EXERCISE DIRECTIONS » Render everything from the start of the data down to and including the line containing "[0,1,498,125]" as a numbered list, skipping any blank lines and leaving out the pictures.

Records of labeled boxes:
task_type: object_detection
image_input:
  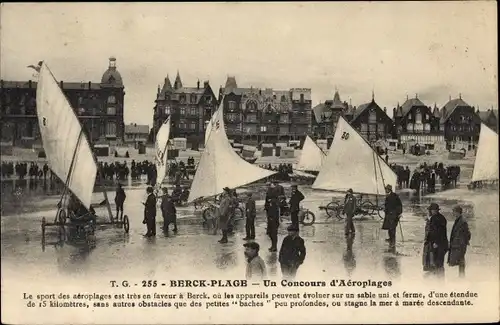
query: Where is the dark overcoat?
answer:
[448,216,471,266]
[382,192,403,230]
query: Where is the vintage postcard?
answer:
[0,1,500,324]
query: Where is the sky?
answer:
[0,1,498,125]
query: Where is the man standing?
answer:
[448,205,471,277]
[161,187,177,233]
[243,192,256,240]
[290,185,304,228]
[278,225,306,278]
[217,187,231,244]
[264,183,280,252]
[142,186,156,237]
[423,203,448,277]
[115,183,127,220]
[382,185,403,249]
[243,242,266,280]
[344,189,357,236]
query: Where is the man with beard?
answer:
[217,187,232,244]
[243,192,256,240]
[278,225,306,278]
[161,187,177,233]
[423,203,448,277]
[448,205,471,277]
[290,185,304,228]
[142,186,156,237]
[243,242,266,280]
[115,183,127,220]
[382,185,403,249]
[264,183,280,252]
[344,189,357,236]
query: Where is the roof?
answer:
[441,98,471,123]
[125,124,149,135]
[1,80,101,90]
[396,97,427,117]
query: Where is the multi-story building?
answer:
[0,57,125,147]
[153,72,218,150]
[219,77,311,144]
[393,95,444,149]
[347,95,394,143]
[439,95,481,150]
[312,90,355,141]
[476,109,498,132]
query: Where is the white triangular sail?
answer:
[295,136,326,171]
[312,117,397,195]
[472,124,498,182]
[188,103,275,202]
[155,116,170,188]
[36,63,97,209]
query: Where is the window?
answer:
[368,110,377,124]
[107,106,116,115]
[106,121,116,137]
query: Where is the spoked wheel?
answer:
[202,207,215,222]
[233,207,244,221]
[326,202,344,219]
[56,208,67,225]
[123,215,130,234]
[302,210,316,226]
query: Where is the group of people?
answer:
[390,162,460,193]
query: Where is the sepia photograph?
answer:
[0,1,500,324]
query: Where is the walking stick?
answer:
[398,216,405,243]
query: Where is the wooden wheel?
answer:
[325,202,343,219]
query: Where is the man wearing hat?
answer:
[344,188,357,236]
[142,186,156,237]
[278,224,306,278]
[243,242,266,280]
[382,184,403,249]
[243,191,256,240]
[423,203,448,276]
[160,187,177,232]
[290,184,304,228]
[448,205,471,277]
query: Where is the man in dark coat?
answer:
[278,225,306,278]
[382,185,403,249]
[448,206,471,277]
[290,185,304,228]
[243,192,256,240]
[344,189,357,236]
[423,203,448,276]
[115,183,127,220]
[142,186,156,237]
[161,187,177,232]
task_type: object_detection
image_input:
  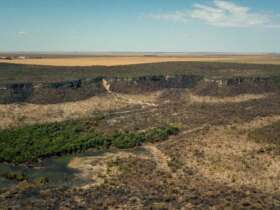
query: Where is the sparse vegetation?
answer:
[249,121,280,152]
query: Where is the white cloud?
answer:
[147,0,280,28]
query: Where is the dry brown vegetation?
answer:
[0,55,280,66]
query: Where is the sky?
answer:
[0,0,280,53]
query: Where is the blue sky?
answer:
[0,0,280,52]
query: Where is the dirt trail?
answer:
[0,93,158,128]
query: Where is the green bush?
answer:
[0,172,27,182]
[0,120,178,163]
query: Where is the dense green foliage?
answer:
[0,120,178,163]
[0,172,27,182]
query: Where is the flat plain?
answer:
[0,56,280,210]
[0,54,280,66]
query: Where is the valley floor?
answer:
[0,86,280,210]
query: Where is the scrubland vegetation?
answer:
[0,120,178,163]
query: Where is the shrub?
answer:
[0,120,178,163]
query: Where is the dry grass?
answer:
[177,116,280,192]
[188,93,268,104]
[0,55,280,66]
[0,92,159,128]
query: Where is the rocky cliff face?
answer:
[0,75,274,104]
[194,77,277,96]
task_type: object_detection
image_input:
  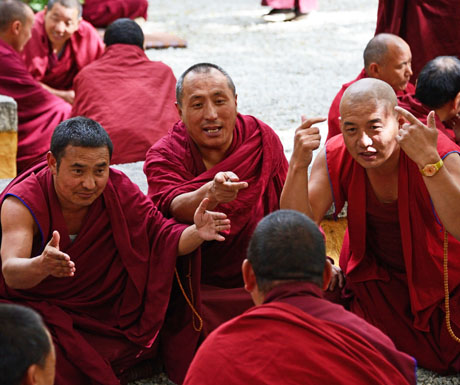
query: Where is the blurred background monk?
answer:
[144,63,288,382]
[83,0,149,28]
[185,210,416,385]
[72,18,179,164]
[22,0,104,104]
[327,33,415,139]
[0,0,71,173]
[281,79,460,373]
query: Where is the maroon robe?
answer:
[72,44,179,164]
[262,0,318,13]
[22,11,104,90]
[0,39,71,173]
[326,132,460,372]
[83,0,149,27]
[327,68,415,140]
[375,0,460,82]
[185,302,414,385]
[0,164,191,385]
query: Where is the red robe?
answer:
[375,0,460,82]
[262,0,318,13]
[72,44,179,164]
[326,133,460,372]
[0,39,71,173]
[83,0,149,27]
[185,302,414,385]
[327,68,415,140]
[22,11,104,90]
[0,165,191,385]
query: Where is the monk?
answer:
[22,0,104,104]
[144,63,287,382]
[72,19,179,164]
[375,0,460,82]
[327,33,415,140]
[0,117,230,385]
[0,0,71,173]
[185,210,416,385]
[83,0,149,28]
[281,79,460,373]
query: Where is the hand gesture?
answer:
[291,115,326,168]
[193,198,230,241]
[395,107,440,168]
[207,171,248,205]
[39,231,75,278]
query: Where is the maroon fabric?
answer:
[0,39,71,173]
[398,94,458,144]
[83,0,149,27]
[326,133,460,372]
[262,0,318,13]
[0,165,190,385]
[375,0,460,82]
[327,68,415,140]
[22,11,104,90]
[72,44,179,164]
[185,302,413,385]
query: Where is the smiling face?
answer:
[178,69,237,157]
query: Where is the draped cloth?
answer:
[327,68,415,140]
[0,39,71,173]
[72,44,179,164]
[326,132,460,372]
[22,11,104,90]
[0,164,190,385]
[375,0,460,82]
[83,0,149,27]
[185,301,413,385]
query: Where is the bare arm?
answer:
[0,197,75,289]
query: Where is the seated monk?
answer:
[327,33,415,140]
[72,19,179,164]
[0,117,230,385]
[144,63,287,382]
[281,79,460,372]
[22,0,104,104]
[0,0,71,173]
[83,0,149,28]
[185,210,416,385]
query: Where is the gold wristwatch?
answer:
[420,159,444,176]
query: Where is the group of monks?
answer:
[0,0,460,385]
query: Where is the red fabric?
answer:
[83,0,149,27]
[185,302,409,385]
[326,133,460,372]
[0,164,191,385]
[327,68,415,140]
[0,39,71,173]
[375,0,460,82]
[72,44,179,164]
[22,11,104,90]
[262,0,318,13]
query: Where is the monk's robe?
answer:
[0,164,199,385]
[185,301,414,385]
[144,114,288,333]
[262,0,318,13]
[22,11,104,90]
[83,0,149,28]
[398,94,458,144]
[0,39,71,173]
[326,132,460,372]
[375,0,460,82]
[72,44,179,164]
[327,68,415,140]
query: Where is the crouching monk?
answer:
[281,79,460,372]
[0,117,229,385]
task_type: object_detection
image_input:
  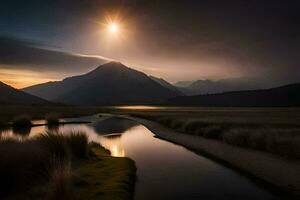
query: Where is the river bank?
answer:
[0,130,136,200]
[125,116,300,197]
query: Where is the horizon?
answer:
[0,0,300,88]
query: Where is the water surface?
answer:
[2,116,277,200]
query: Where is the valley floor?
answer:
[118,113,300,197]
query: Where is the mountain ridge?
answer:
[23,62,177,105]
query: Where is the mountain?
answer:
[23,62,177,105]
[149,76,183,95]
[174,81,194,88]
[167,83,300,107]
[177,78,265,95]
[0,81,51,105]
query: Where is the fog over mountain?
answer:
[23,62,178,105]
[174,78,274,95]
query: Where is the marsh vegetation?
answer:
[131,108,300,159]
[0,129,135,199]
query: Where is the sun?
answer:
[107,22,119,34]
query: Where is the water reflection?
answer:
[3,117,276,200]
[12,126,31,137]
[93,117,137,134]
[100,134,125,157]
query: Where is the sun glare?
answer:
[108,22,119,33]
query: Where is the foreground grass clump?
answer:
[0,132,135,200]
[46,114,59,126]
[12,115,32,128]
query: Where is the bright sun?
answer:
[108,22,119,33]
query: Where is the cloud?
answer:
[0,36,108,73]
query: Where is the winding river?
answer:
[1,116,279,200]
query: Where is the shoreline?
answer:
[122,115,300,197]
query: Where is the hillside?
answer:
[23,62,177,105]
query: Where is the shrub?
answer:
[12,115,32,127]
[0,132,88,199]
[47,163,75,200]
[46,114,59,126]
[203,125,224,139]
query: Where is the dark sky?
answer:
[0,0,300,85]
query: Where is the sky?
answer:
[0,0,300,88]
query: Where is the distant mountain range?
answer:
[0,81,52,105]
[23,62,179,105]
[166,83,300,107]
[149,76,184,95]
[174,78,267,95]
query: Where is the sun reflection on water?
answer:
[100,135,125,157]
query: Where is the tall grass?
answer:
[0,132,88,198]
[135,115,300,159]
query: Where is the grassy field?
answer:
[0,105,113,124]
[108,108,300,159]
[0,132,136,200]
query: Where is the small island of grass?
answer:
[0,132,136,200]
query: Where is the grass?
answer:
[46,114,59,126]
[0,105,108,122]
[0,132,135,199]
[127,108,300,160]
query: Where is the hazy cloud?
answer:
[0,36,107,73]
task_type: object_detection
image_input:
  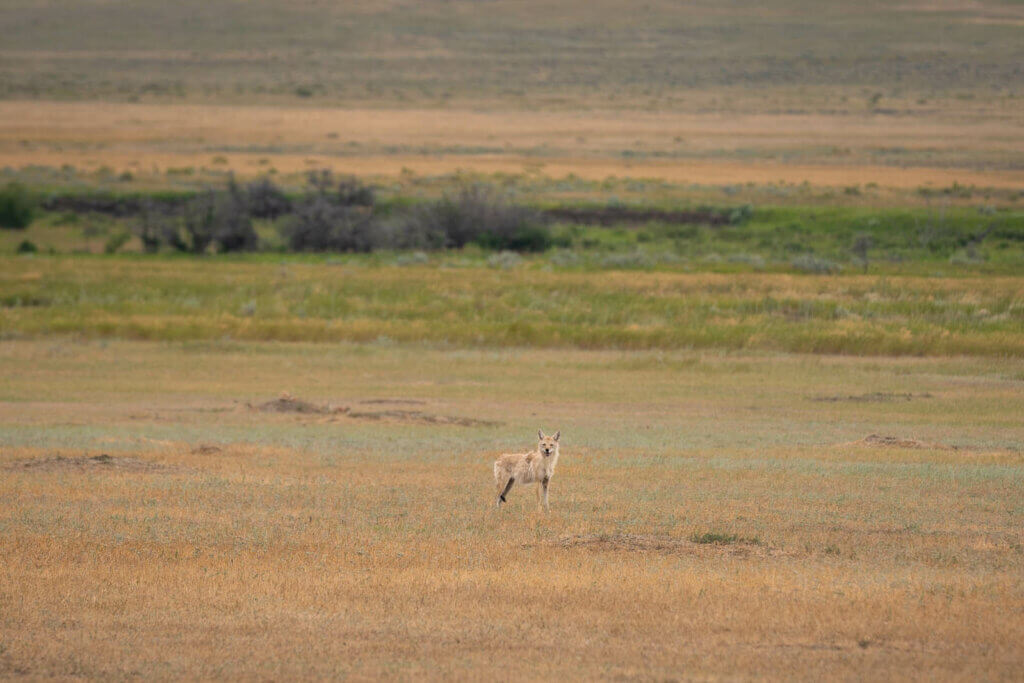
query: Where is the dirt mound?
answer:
[347,410,501,427]
[249,392,348,415]
[811,391,932,403]
[544,206,730,225]
[853,434,956,451]
[546,533,779,557]
[5,453,172,472]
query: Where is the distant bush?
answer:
[400,186,553,252]
[213,178,259,254]
[246,177,292,220]
[487,251,522,270]
[132,202,170,254]
[281,171,384,252]
[0,182,36,230]
[132,180,259,254]
[728,204,754,225]
[282,197,376,252]
[103,231,131,254]
[791,254,840,275]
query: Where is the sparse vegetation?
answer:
[0,182,36,230]
[0,339,1024,680]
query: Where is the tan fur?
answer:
[495,431,561,511]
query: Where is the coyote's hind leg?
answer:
[497,477,515,508]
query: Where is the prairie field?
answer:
[0,0,1024,681]
[0,337,1024,680]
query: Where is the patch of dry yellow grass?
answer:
[0,340,1024,679]
[0,101,1024,188]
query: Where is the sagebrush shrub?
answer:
[0,182,36,230]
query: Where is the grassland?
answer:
[0,0,1024,680]
[6,257,1024,357]
[0,0,1024,111]
[0,337,1024,679]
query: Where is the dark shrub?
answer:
[0,182,36,230]
[246,178,292,220]
[177,190,217,254]
[132,202,170,254]
[281,170,378,252]
[393,186,552,251]
[161,187,259,254]
[103,231,131,254]
[213,177,259,253]
[282,196,378,252]
[306,169,377,207]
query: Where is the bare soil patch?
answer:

EXERCISE ANSWER »
1. task_type: object_detection
2. image_input:
3. query: Where is the dark overcoat?
4. answer:
5. [448,216,471,266]
6. [382,192,403,230]
7. query: Where is the vintage postcard?
8. answer:
9. [0,1,500,324]
10. query: Where is the sky?
11. answer:
12. [0,1,498,125]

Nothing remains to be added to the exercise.